**ABOUT THIS EXERCISE**
Word for word, repeat all of the entries below.

[Saved entries]
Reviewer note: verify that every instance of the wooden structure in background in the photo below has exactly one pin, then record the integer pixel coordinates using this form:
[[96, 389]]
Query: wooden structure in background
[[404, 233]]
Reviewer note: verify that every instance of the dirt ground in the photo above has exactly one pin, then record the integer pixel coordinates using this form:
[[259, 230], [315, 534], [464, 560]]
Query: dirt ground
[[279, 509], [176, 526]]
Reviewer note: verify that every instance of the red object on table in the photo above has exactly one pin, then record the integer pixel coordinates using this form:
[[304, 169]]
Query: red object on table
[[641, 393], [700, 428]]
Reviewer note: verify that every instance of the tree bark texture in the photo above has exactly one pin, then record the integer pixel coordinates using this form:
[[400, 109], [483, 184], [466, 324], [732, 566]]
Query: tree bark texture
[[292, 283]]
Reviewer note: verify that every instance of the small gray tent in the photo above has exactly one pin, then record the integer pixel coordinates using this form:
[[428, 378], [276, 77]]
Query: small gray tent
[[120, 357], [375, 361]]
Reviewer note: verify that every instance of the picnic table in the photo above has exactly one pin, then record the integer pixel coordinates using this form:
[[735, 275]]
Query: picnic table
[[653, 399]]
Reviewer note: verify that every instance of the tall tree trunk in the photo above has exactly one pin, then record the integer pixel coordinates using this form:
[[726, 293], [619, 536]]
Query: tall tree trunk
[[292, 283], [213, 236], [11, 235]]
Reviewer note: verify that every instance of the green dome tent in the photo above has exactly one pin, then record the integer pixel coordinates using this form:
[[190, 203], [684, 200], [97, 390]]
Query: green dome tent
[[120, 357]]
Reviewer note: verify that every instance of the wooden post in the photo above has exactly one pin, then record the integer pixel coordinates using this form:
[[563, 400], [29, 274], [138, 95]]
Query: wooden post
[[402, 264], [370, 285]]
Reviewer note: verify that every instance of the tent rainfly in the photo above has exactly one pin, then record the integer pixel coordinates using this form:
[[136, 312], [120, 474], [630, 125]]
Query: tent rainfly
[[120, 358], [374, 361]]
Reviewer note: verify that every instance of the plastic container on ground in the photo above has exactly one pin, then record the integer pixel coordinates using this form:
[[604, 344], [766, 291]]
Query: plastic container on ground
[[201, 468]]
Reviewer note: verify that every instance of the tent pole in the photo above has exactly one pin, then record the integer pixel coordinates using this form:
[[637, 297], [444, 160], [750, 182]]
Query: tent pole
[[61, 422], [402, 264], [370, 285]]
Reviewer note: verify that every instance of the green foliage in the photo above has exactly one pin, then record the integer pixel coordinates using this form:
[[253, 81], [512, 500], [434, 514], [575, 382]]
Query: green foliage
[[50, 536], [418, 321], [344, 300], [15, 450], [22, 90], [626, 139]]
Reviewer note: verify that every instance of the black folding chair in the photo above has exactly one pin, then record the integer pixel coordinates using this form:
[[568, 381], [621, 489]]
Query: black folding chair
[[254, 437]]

**EXERCISE RESULT**
Reviewer note: verify that every instance of the wooden structure in background in the photo below has exactly one pin, then record the integer pixel coordinates using this form:
[[96, 389]]
Query: wooden structure in background
[[404, 233]]
Reviewer note: verify that every instance of the dirt ground in the photo above has exactly one pin, then record the integer pixel coordinates using this form:
[[259, 230], [315, 534], [464, 560]]
Query: dirt ground
[[279, 509], [176, 526]]
Reviewer note: verify that every instance of the red object on table in the photo above has exactly one pin, then record the integer pixel coordinates using this form:
[[304, 169]]
Query: red object on table
[[641, 393], [700, 428]]
Reviewer note: verify that every instance of the tree bark texture in the photo above has exactly one pin, then record the integer pixel coordinates using this form:
[[400, 109], [483, 184], [466, 324], [732, 566]]
Query: tree bark texture
[[292, 283]]
Reviewer note: verify that every instance of the small gray tent in the photo above has exactly one pin, then record the integer pixel coordinates using this form:
[[428, 378], [276, 77]]
Query: small gray tent
[[120, 357], [375, 361]]
Reviewer note: verify that every instance of the picnic table in the photo above has exactly one pin, then record the integer pixel coordinates using this form:
[[735, 275]]
Query: picnic table
[[653, 399]]
Reviewer note: verify that every instance of the tall tree trunk in the photo above has exactly one pin, then record the integer pixel coordinates using this form:
[[726, 293], [619, 536]]
Query: tall tree trunk
[[292, 283], [213, 236], [11, 235]]
Reviewer note: verify that every instance of the green dome tent in the photo above has exactly one pin, then record the integer pixel coordinates using this form:
[[190, 203], [684, 200], [97, 390]]
Query: green dome tent
[[120, 357]]
Reviewer note: verify that every instance of the wooden post in the photo above has exactly one pin, then record the integer pixel coordinates using this form:
[[563, 400], [29, 274], [138, 95]]
Query: wooden post
[[402, 264], [370, 285]]
Reviewer note: verify that every instance of the tent rainfly in the photo above has exactly one pin, then record the integer pixel coordinates using this form:
[[136, 312], [120, 474], [630, 125]]
Query: tent rainfly
[[120, 358], [374, 361]]
Reviewer note: verify that every instance of the plastic container on ground in the photo above has exactly one pin, then record the integer pixel coordinates using this form:
[[604, 344], [766, 291]]
Query: plastic container on ground
[[201, 468]]
Reviewer note: verify that every instance of the tent pole in the photo above has exactly one pin, then record the integer pixel coordinates using this form:
[[637, 297], [444, 160], [750, 182]]
Query: tent pole
[[61, 422], [402, 264], [370, 285]]
Reviewer note: verify that every instance of the green foliage in the photo above has exactly one pin, then record the integer pixel coordinates using this form:
[[253, 81], [512, 500], [434, 514], [575, 382]]
Query: green foliage
[[50, 536], [418, 321], [344, 300], [15, 450], [22, 90], [626, 139]]
Reviewer note: verify that every instance of the black folding chair in the photo above has exactly one pin, then record the integer pixel coordinates using this form:
[[568, 381], [621, 489]]
Query: black folding chair
[[254, 437]]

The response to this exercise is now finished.